§ REQUIREMENTS: Give only the number of lines in the items below that contain the string "pedestal", matching case exactly.

--- begin RECORDS SUPPLIED ---

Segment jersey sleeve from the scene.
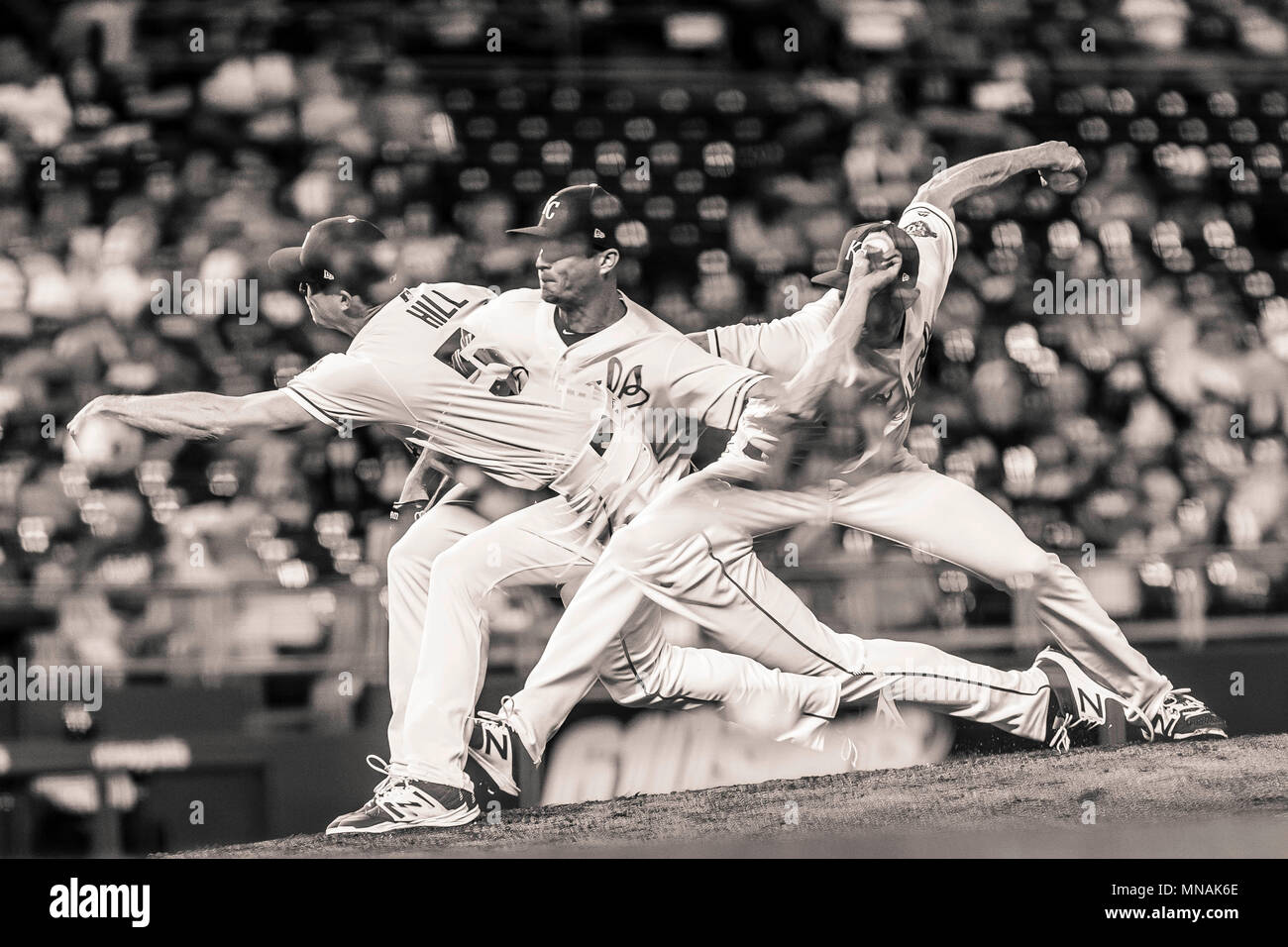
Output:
[282,352,407,430]
[666,336,765,430]
[899,201,957,309]
[707,290,841,381]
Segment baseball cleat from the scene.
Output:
[326,756,480,835]
[1141,686,1231,740]
[469,710,519,796]
[1033,648,1141,753]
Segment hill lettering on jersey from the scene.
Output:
[399,290,468,329]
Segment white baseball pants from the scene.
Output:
[389,497,839,789]
[514,451,1171,754]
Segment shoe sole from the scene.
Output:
[471,746,519,796]
[1034,648,1130,746]
[326,805,480,835]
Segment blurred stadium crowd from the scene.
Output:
[0,0,1288,665]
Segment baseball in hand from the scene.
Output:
[1042,171,1082,194]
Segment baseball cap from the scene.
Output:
[506,184,622,250]
[268,217,398,295]
[810,220,921,290]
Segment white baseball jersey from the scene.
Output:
[464,288,765,479]
[707,201,957,472]
[284,282,610,489]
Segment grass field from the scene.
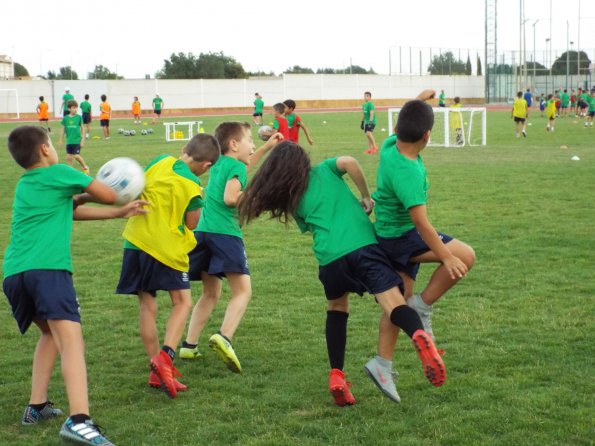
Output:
[0,112,595,446]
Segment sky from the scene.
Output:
[0,0,595,79]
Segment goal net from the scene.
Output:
[0,88,21,119]
[388,107,487,147]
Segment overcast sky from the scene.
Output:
[0,0,595,79]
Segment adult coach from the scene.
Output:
[151,93,165,124]
[62,87,74,117]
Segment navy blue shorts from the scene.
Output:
[2,269,81,334]
[66,144,81,155]
[116,249,190,296]
[364,122,376,133]
[318,245,403,300]
[188,231,250,280]
[376,228,452,280]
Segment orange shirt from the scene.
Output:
[99,102,112,120]
[37,102,49,119]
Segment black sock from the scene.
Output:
[326,311,349,370]
[29,401,48,412]
[161,345,176,362]
[390,305,424,337]
[70,413,91,424]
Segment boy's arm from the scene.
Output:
[73,200,149,220]
[299,121,314,146]
[337,156,374,214]
[247,133,283,172]
[409,204,468,280]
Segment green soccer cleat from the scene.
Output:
[209,333,242,373]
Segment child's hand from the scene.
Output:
[118,200,151,218]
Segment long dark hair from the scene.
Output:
[238,141,310,224]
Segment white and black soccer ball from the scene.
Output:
[96,157,145,205]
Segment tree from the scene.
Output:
[156,52,248,79]
[283,65,314,74]
[14,62,29,77]
[428,51,466,75]
[87,65,124,79]
[552,51,591,74]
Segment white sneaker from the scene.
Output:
[364,358,401,403]
[407,294,435,341]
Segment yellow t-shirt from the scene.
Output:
[512,98,527,119]
[122,156,202,272]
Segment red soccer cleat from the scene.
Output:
[411,330,446,387]
[149,371,188,392]
[328,369,355,407]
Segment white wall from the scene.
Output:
[0,74,484,115]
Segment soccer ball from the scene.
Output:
[96,157,145,205]
[258,125,273,141]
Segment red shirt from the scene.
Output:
[273,116,289,139]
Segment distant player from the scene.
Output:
[360,91,378,155]
[81,94,93,139]
[35,96,52,133]
[510,91,529,138]
[151,93,165,124]
[180,122,281,373]
[252,93,264,125]
[545,94,556,132]
[99,94,112,139]
[116,133,219,398]
[60,99,89,175]
[449,96,465,146]
[438,90,446,107]
[283,99,314,145]
[60,87,74,116]
[132,96,141,124]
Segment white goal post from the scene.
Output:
[388,107,487,147]
[0,88,21,119]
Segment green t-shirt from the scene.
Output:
[62,115,83,144]
[196,155,248,238]
[124,154,204,249]
[2,164,93,277]
[254,98,264,113]
[362,101,376,124]
[81,101,91,113]
[372,135,429,238]
[294,158,377,266]
[62,93,74,111]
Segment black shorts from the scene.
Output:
[2,269,81,333]
[116,248,190,296]
[364,122,376,133]
[376,228,453,280]
[188,231,250,280]
[66,144,81,155]
[318,244,403,300]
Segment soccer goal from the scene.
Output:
[388,107,487,147]
[0,88,21,119]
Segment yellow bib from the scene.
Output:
[122,156,202,271]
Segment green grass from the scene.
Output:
[0,112,595,445]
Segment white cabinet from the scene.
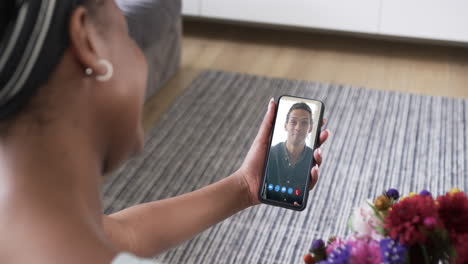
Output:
[380,0,468,42]
[201,0,380,33]
[182,0,468,43]
[182,0,201,16]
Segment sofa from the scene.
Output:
[116,0,182,99]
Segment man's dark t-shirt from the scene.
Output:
[266,142,312,203]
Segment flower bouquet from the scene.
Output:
[304,188,468,264]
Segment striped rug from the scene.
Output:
[103,71,468,264]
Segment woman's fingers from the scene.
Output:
[310,165,319,190]
[314,148,322,166]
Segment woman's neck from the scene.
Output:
[0,115,102,233]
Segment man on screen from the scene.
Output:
[267,102,313,206]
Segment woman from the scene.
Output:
[0,0,328,264]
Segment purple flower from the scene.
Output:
[319,245,351,264]
[385,188,400,200]
[424,217,437,230]
[380,238,407,264]
[419,190,432,196]
[310,239,325,252]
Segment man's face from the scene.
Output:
[284,109,312,145]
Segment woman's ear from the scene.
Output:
[69,6,106,75]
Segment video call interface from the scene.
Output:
[261,96,321,207]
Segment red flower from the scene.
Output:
[437,192,468,240]
[385,195,441,246]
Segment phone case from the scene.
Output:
[258,95,325,211]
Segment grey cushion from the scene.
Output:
[116,0,182,98]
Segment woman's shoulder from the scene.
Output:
[111,252,160,264]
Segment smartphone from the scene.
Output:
[259,95,325,211]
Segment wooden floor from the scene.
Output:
[144,21,468,129]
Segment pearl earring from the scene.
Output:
[85,68,93,76]
[96,60,114,82]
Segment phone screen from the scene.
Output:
[260,96,324,210]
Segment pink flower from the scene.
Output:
[347,239,382,264]
[349,202,384,240]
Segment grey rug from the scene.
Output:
[103,71,468,263]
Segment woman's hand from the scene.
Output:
[237,98,329,205]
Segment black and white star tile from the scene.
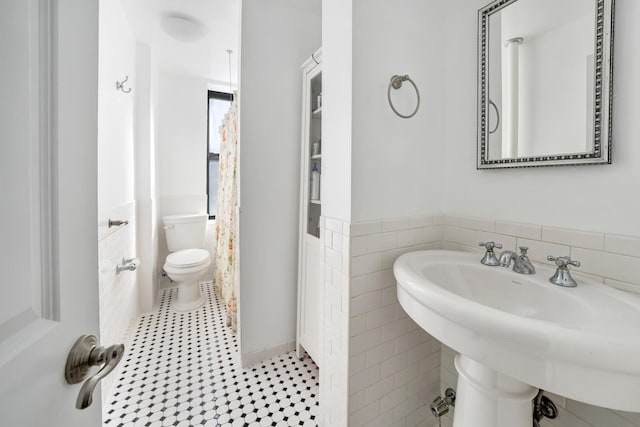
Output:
[103,283,318,427]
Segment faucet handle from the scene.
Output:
[478,242,502,251]
[547,255,580,268]
[478,242,502,266]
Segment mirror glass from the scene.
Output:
[478,0,613,169]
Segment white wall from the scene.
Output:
[322,0,353,220]
[96,1,138,401]
[98,1,136,217]
[134,43,158,312]
[240,0,321,354]
[351,0,444,221]
[442,0,640,235]
[157,72,207,199]
[156,70,215,287]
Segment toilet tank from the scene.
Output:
[162,213,209,252]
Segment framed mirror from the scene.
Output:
[477,0,615,169]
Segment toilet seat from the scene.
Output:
[165,249,211,268]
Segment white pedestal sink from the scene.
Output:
[393,251,640,427]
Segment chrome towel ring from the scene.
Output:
[387,74,420,119]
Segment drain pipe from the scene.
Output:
[533,389,558,427]
[431,388,558,427]
[431,387,456,421]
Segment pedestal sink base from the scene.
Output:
[453,355,538,427]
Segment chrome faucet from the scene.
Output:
[547,255,580,288]
[478,242,502,266]
[499,246,536,274]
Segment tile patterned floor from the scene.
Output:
[103,283,318,427]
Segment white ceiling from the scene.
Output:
[121,0,240,85]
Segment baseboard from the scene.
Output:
[240,341,296,369]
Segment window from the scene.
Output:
[207,90,233,219]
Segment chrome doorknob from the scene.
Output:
[64,335,124,409]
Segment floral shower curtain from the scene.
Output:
[214,93,238,332]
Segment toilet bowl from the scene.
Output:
[162,214,211,312]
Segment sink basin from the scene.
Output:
[393,251,640,427]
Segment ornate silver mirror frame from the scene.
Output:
[477,0,615,169]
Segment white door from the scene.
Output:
[0,0,105,427]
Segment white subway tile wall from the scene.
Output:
[344,215,443,427]
[443,215,640,293]
[98,202,138,403]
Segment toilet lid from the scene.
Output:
[166,249,209,267]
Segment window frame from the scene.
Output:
[205,90,233,219]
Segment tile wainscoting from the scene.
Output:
[320,215,640,427]
[98,202,138,404]
[320,216,443,427]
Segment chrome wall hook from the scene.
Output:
[387,74,420,119]
[116,76,131,93]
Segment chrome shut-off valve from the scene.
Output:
[431,388,456,418]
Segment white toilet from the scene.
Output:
[162,214,211,311]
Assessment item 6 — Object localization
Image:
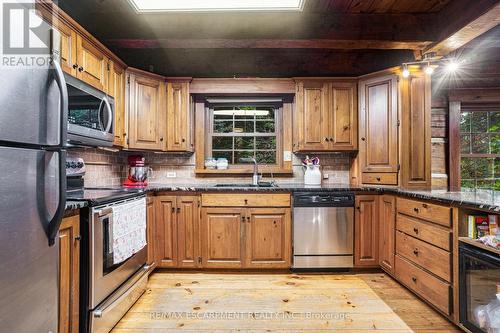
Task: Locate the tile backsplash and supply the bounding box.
[70,148,351,187]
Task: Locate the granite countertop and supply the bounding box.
[66,182,500,213]
[146,183,500,213]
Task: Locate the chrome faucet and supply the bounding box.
[240,157,260,186]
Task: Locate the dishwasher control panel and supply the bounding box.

--- end RECORDS SUPPLIED ---

§ WRITTEN REPLY: 2